Reading passage
▼
On Wed, May 3, 2023 at 12:25 AM Michal Hocko [off-list ref] wrote:

On Mon 01-05-23 09:54:10, Suren Baghdasaryan wrote:

quoted

Memory allocation profiling infrastructure provides a low overhead
mechanism to make all kernel allocations in the system visible. It can be
used to monitor memory usage, track memory hotspots, detect memory leaks,
identify memory regressions.

To keep the overhead to the minimum, we record only allocation sizes for
every allocation in the codebase. With that information, if users are
interested in more detailed context for a specific allocation, they can
enable in-depth context tracking, which includes capturing the pid, tgid,
task name, allocation size, timestamp and call stack for every allocation
at the specified code location.

[...]

quoted

Implementation utilizes a more generic concept of code tagging, introduced
as part of this patchset. Code tag is a structure identifying a specific
location in the source code which is generated at compile time and can be
embedded in an application-specific structure. A number of applications
for code tagging have been presented in the original RFC [1].
▲
Written task 1
In the memory allocation profiling message, what is the only thing recorded for every allocation to keep overhead low?

Information given
▼
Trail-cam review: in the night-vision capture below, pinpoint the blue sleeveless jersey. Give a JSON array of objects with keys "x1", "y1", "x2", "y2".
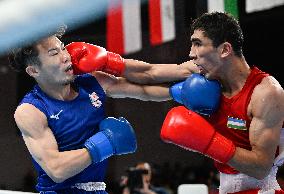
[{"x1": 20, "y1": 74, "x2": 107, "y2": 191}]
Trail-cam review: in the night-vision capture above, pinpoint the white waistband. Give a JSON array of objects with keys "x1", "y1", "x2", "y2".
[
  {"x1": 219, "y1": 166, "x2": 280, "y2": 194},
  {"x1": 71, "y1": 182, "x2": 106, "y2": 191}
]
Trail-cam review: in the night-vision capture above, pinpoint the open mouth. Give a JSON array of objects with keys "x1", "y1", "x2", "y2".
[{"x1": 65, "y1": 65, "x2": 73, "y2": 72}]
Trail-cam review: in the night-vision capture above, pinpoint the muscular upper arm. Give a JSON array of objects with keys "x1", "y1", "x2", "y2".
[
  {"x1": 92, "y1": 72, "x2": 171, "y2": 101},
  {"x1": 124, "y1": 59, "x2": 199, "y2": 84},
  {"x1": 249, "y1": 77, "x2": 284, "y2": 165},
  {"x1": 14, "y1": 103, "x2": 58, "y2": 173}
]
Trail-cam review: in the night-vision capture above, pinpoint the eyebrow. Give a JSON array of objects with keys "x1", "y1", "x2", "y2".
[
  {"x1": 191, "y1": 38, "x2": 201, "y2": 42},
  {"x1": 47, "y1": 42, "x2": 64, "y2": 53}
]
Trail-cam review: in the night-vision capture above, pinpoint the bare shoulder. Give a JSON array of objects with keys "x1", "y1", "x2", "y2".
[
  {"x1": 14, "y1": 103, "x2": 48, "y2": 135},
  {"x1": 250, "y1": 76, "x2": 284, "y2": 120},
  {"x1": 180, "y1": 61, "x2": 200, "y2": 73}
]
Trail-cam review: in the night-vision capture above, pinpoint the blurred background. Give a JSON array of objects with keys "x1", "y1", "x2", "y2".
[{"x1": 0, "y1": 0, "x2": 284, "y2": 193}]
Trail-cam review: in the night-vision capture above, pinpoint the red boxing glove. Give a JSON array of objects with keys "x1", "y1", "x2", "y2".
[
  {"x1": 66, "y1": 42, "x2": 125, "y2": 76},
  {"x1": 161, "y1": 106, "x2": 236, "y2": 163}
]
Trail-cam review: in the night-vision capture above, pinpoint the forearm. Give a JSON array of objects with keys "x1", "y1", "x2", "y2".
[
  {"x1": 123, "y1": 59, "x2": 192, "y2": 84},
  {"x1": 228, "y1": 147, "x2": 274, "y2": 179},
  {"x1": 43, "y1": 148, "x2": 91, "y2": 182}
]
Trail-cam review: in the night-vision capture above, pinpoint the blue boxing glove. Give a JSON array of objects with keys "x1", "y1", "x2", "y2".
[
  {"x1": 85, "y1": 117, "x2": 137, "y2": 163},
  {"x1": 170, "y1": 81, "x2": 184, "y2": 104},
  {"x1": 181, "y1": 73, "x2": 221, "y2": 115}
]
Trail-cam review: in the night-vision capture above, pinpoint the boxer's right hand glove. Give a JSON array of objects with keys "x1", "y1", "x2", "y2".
▲
▼
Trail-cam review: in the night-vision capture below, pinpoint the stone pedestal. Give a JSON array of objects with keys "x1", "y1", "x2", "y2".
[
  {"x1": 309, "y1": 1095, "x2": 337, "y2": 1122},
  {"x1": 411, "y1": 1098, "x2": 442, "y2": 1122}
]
▲
Written task 2
Report every line of the records that contains the word "blue", treating uppercase and lowercase as different.

Full solution 1
Allocation sizes.

Full solution 2
Trail-cam review: in the night-vision capture below, pinpoint the blue sleeveless jersey. Give a JSON array of objects with keys "x1", "y1", "x2", "y2".
Trail-cam review: in the night-vision capture above, pinpoint the blue boxing glove. Give a JSON array of objects with keys "x1", "y1", "x2", "y2".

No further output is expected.